» Exercise requirements: Return only the lines from the one containing "Draw the outline of every instance of the sky." to the end of the material, with each one exactly as it appears.

» Records to use:
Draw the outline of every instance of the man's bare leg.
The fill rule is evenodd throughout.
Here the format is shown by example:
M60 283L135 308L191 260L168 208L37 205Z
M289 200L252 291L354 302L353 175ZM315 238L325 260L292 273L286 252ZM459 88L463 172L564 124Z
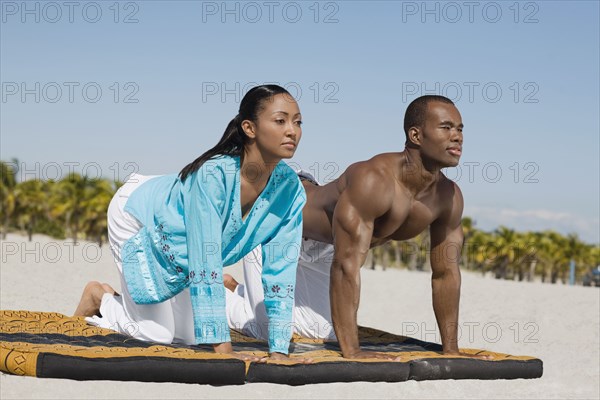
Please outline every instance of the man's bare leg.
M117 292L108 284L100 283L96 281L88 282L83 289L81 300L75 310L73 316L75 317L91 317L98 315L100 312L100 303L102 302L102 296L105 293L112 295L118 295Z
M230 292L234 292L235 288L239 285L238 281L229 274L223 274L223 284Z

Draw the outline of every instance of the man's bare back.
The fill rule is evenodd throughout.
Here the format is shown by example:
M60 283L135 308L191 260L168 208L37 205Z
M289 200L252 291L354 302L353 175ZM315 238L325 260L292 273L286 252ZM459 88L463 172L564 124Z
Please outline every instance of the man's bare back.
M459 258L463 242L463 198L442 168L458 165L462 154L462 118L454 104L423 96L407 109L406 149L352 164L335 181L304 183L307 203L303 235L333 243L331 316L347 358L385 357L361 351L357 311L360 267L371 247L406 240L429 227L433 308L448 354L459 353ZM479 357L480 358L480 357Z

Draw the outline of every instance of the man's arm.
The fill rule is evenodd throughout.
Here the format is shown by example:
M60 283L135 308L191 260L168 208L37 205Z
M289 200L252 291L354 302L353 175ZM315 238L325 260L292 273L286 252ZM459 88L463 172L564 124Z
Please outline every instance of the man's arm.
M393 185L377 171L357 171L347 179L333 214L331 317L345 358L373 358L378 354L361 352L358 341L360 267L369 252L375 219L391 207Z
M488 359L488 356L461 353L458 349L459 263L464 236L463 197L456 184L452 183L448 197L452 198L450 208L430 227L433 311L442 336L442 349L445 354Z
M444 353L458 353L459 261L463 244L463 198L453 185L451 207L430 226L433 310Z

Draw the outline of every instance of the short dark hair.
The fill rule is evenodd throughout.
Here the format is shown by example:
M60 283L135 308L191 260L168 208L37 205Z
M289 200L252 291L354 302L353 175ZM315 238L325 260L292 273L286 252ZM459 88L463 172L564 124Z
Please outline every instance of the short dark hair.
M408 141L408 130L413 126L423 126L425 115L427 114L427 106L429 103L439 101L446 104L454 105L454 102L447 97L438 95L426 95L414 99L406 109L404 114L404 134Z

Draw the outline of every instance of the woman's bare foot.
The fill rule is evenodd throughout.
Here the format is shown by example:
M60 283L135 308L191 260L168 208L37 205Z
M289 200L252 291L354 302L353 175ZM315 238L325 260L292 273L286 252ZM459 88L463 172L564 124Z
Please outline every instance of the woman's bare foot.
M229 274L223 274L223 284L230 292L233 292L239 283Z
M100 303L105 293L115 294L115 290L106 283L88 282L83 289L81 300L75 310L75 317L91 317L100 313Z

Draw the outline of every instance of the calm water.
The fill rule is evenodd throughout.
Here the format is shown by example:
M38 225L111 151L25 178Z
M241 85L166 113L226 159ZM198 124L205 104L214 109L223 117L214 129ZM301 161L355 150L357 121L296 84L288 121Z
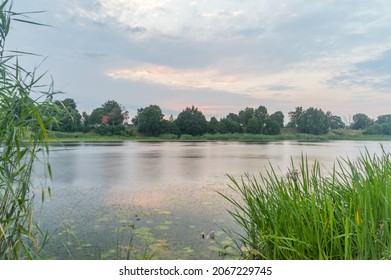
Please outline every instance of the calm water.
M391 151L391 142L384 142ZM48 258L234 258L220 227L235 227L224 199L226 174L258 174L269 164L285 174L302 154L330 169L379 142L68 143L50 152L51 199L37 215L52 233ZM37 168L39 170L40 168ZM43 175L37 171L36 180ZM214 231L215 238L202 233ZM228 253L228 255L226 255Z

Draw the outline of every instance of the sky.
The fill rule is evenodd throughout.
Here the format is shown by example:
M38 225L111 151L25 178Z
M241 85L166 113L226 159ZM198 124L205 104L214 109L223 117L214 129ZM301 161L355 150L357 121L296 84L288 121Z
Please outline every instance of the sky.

» Written response:
Draw the outline of every instance of the sky.
The fill rule is evenodd throughout.
Here the format is shown by example:
M38 225L111 151L25 178Z
M241 85L166 113L226 159ZM198 124L205 104L214 109L223 117L214 129ZM301 161L355 150L357 121L296 84L288 121Z
Please outline every instance of the sky.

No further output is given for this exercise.